**WHAT TO WORK ON:**
Among the lines below, keep only those from the one containing "point: gray stripe" through the one containing "point: parked car, one", and reproduce them exactly.
DATA SHOWN Start Marker
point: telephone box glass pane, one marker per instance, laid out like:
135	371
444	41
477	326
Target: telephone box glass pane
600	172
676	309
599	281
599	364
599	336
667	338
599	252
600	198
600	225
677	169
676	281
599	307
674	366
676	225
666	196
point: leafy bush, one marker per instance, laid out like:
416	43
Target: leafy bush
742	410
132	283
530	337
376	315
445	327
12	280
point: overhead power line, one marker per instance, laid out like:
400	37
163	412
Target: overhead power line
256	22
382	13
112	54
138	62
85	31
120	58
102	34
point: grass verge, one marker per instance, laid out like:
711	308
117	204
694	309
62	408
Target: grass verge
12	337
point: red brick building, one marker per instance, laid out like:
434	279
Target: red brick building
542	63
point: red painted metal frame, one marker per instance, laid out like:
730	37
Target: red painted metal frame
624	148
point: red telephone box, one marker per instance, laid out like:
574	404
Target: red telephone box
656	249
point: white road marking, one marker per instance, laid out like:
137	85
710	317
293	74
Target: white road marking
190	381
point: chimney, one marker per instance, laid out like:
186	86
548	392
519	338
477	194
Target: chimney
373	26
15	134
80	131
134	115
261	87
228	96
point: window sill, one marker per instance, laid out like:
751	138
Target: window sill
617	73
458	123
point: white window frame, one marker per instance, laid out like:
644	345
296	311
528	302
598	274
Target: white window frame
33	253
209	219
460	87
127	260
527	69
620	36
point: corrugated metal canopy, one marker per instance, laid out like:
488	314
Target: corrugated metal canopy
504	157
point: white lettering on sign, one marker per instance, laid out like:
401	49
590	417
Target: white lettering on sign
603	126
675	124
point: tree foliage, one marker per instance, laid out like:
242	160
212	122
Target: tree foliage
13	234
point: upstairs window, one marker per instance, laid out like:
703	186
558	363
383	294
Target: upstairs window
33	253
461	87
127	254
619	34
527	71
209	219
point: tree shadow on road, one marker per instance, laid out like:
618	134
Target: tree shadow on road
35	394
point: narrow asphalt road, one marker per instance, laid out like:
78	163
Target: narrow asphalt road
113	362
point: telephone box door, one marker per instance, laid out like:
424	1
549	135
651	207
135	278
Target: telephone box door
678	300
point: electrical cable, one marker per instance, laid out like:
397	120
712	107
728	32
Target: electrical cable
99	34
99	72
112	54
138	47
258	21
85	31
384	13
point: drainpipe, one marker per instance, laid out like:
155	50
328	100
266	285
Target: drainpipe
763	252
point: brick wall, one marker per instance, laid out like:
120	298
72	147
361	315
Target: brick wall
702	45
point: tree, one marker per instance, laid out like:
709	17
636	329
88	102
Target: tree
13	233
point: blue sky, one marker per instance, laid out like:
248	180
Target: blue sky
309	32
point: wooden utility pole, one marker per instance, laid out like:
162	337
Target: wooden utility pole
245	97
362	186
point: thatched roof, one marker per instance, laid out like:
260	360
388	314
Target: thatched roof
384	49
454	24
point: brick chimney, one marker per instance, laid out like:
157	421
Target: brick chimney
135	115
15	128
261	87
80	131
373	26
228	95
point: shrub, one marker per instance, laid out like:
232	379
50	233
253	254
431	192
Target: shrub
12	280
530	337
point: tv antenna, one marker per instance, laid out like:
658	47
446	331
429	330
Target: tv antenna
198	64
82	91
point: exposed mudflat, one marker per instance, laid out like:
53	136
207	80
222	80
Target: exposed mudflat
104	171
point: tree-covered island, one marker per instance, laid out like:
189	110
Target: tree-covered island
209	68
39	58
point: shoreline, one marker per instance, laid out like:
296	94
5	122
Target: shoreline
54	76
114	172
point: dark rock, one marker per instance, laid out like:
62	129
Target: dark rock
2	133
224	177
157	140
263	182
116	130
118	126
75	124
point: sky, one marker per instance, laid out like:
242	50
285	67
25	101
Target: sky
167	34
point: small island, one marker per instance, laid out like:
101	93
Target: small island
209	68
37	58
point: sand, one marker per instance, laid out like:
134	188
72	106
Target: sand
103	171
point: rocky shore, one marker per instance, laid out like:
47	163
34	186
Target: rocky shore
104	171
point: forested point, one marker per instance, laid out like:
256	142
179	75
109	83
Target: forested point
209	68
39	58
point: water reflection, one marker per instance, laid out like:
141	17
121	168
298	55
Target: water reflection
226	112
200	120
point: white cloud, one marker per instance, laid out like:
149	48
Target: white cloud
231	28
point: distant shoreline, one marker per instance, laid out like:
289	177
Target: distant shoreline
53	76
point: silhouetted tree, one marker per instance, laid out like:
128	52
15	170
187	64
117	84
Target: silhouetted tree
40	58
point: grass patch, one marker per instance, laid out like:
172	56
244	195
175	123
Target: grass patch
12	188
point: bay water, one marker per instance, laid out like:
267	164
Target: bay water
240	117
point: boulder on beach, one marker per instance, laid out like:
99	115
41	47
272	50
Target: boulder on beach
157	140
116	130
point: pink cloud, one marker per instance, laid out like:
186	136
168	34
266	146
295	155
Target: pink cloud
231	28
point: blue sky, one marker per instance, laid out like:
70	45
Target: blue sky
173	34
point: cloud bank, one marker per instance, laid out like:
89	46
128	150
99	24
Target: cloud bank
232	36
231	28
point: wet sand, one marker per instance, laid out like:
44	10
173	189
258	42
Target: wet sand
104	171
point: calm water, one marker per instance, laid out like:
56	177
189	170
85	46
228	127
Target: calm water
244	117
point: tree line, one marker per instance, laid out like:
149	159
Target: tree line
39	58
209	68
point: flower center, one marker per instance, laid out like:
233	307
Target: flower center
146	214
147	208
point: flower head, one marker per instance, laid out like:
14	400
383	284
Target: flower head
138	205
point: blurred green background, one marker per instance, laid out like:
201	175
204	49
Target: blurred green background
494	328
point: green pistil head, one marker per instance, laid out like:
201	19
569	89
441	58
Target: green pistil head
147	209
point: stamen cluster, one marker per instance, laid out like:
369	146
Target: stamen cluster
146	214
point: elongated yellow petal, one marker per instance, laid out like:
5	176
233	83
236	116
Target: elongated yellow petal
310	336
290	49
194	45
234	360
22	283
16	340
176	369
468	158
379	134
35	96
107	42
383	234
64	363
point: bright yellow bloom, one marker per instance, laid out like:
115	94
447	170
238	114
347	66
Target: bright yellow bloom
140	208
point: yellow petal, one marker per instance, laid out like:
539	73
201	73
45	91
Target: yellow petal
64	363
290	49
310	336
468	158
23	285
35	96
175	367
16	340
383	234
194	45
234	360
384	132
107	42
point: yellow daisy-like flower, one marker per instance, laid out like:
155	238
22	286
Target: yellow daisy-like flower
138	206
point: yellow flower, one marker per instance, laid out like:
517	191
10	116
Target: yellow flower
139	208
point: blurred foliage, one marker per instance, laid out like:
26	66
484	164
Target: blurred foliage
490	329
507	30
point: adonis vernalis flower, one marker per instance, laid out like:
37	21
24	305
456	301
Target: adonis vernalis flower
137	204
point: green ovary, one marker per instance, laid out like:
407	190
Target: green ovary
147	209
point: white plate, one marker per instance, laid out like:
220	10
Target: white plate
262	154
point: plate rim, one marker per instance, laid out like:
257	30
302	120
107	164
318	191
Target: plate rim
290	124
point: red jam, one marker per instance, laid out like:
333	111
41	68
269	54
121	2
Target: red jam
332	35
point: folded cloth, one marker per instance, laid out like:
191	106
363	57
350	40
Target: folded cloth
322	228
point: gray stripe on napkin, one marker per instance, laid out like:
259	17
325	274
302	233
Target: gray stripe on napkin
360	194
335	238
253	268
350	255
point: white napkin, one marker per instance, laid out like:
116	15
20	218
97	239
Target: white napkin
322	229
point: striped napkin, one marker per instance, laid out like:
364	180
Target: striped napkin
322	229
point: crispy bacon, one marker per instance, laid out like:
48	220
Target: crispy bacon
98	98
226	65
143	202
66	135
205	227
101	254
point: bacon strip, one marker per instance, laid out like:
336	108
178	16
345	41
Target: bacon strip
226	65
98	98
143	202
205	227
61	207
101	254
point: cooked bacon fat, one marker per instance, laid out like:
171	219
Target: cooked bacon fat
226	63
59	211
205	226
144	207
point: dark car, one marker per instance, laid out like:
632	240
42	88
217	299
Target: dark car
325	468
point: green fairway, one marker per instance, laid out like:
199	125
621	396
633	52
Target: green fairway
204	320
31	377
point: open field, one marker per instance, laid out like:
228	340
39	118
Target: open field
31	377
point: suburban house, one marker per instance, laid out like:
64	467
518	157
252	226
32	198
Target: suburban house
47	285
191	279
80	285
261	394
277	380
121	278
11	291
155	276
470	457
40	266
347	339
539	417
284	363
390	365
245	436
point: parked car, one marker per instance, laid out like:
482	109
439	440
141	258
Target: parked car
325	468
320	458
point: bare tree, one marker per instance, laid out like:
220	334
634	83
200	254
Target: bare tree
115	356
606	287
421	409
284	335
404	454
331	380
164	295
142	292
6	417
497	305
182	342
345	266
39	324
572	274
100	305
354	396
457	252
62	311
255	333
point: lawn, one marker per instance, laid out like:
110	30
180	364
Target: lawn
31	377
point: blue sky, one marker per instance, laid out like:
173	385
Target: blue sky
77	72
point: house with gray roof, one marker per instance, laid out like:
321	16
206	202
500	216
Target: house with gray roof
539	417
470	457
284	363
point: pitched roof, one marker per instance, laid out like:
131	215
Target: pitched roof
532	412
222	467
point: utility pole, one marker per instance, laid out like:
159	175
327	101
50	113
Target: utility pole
DATA SHOWN End Marker
**TASK RESULT:**
point: gray stripe on napkin, one marker per instance, laid out like:
259	17
325	274
302	233
Target: gray stripe on napkin
360	194
335	238
253	268
350	255
point: white napkin, one marker per instance, laid out like:
116	15
20	218
97	239
Target: white napkin
322	229
point: striped napkin, one marker per instance, laid out like:
364	180
Target: striped napkin
322	229
point: crispy bacon, one marker per instance, laid out like:
48	220
Target: crispy bacon
98	98
226	65
143	202
66	135
205	227
101	254
point: bacon strip, one marker per instance, laid out like:
336	108
178	16
345	41
Target: bacon strip
226	65
98	98
143	202
205	227
61	207
101	254
point: cooked bacon fat, one marker per instance, laid out like:
171	219
Target: cooked bacon fat
226	63
59	211
205	226
144	207
point: dark car, one marker per instance, laid out like:
632	240
42	88
217	299
Target: dark car
325	468
point: green fairway, one marker per instance, laid out like:
199	125
621	396
633	52
Target: green fairway
204	320
31	377
point: open field, one marker per instance, laid out like:
228	340
39	118
Target: open field
31	377
point: suburban house, one marker per instance, laid out like:
64	467
518	157
252	226
32	198
Target: suburban house
47	285
191	279
80	285
261	394
277	380
121	278
11	291
155	276
470	457
40	266
347	339
539	417
284	363
390	365
245	436
point: parked car, one marker per instance, laid out like:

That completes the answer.